▶ _DATASET CONTENT_
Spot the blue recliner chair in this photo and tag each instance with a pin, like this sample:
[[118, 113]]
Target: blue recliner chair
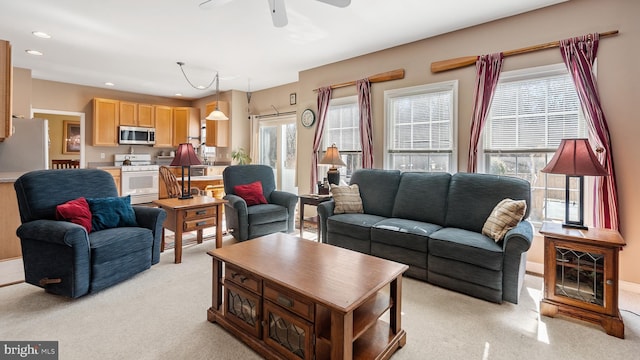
[[64, 259], [248, 222]]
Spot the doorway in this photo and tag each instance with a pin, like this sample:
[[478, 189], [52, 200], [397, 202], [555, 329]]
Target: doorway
[[277, 148], [62, 134]]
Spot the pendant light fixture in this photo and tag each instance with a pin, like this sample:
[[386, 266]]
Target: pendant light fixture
[[215, 114]]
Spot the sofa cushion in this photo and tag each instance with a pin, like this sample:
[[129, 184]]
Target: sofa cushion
[[111, 212], [251, 193], [111, 244], [347, 199], [408, 234], [504, 217], [466, 246], [422, 196], [377, 190], [266, 213], [472, 197], [353, 225], [76, 211]]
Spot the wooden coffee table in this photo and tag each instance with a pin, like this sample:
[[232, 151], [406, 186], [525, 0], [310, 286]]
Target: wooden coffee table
[[292, 298], [197, 213]]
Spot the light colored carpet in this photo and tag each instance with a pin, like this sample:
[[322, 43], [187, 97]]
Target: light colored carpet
[[161, 314]]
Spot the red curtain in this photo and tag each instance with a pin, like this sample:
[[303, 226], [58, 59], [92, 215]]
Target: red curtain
[[324, 97], [366, 127], [579, 54], [488, 69]]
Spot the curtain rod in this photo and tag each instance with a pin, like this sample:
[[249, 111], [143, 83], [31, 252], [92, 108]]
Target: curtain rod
[[450, 64], [386, 76], [274, 115]]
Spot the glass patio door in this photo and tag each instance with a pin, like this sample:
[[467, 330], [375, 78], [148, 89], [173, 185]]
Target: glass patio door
[[277, 148]]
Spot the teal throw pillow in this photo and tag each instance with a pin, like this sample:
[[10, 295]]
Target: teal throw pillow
[[111, 212]]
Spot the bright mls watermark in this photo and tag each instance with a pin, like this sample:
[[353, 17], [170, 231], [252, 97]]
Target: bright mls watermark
[[29, 350]]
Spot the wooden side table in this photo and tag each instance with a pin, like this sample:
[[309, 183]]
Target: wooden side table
[[312, 200], [581, 275], [193, 214]]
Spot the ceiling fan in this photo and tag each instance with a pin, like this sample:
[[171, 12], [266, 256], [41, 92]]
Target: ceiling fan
[[278, 10]]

▶ _TASK TO CARRY OUT_
When you retype the listing, keep every line exactly as it is and drop the pictures.

▶ _RESPONSE BOX_
Spot the blue recliner chair in this photo and tag each instance with a pin, like this sample:
[[118, 113]]
Target: blue recliner chair
[[64, 259], [248, 222]]
Spot the doorway in this photo and tag each instance with a pin, like this sample:
[[478, 189], [52, 200], [397, 202], [555, 329]]
Target: doorway
[[277, 148], [62, 134]]
Spot the pendant light fixture in this photo and tag each instance with a pin, like this sample:
[[386, 266]]
Target: pendant light fixture
[[215, 114]]
Spot the sofa cushion in this photo and tag each instance with a pin, like this sample:
[[129, 184]]
Target: sofa cushion
[[111, 212], [251, 193], [111, 244], [347, 199], [408, 234], [504, 217], [466, 246], [422, 196], [377, 190], [266, 213], [472, 197], [353, 225], [76, 211]]
Spot the wooden coffee table in this photo and tag each instance with a pin, like this sample:
[[232, 151], [406, 186], [525, 0], [310, 286]]
Target: wooden coffee table
[[292, 298], [197, 213]]
Spot the light colored carpet in this photo and tag each instance with a pin, like this sample:
[[322, 43], [187, 97]]
Target: light colored carpet
[[161, 314]]
Spot the red curtain in this photo and tag each instance with a pin, like this sample:
[[303, 226], [58, 59], [92, 215]]
Target: red curtain
[[324, 97], [366, 127], [579, 54], [488, 69]]
Spot the curtain rod in this photo and tag each instance with a pin, like this sample:
[[249, 111], [143, 83], [31, 252], [92, 108]]
Target: curtain rod
[[450, 64], [386, 76], [274, 115]]
Spot the glass patio door in this photo and tag each instance with a pin, like this sample:
[[467, 330], [375, 78], [148, 89], [173, 185]]
Target: glass patio door
[[277, 148]]
Spot the teal throw pillow in this photo and tag each instance with a pin, like this sample:
[[10, 295]]
Target: teal throw pillow
[[111, 212]]
Spot the bright mls watermark in this photo and tag each instance with a pin, like this sample:
[[353, 17], [170, 231], [252, 97]]
Target: bright mls watermark
[[29, 350]]
Spot the wooden side table in this photo and tag each instance with a pin, like this sample:
[[309, 183]]
Target: wooden side table
[[312, 200], [581, 275], [193, 214]]
Spot the ceiling fan in this photo and tag each instance with a pin, like this sample:
[[171, 12], [266, 256], [41, 92]]
Target: ceiling fan
[[278, 10]]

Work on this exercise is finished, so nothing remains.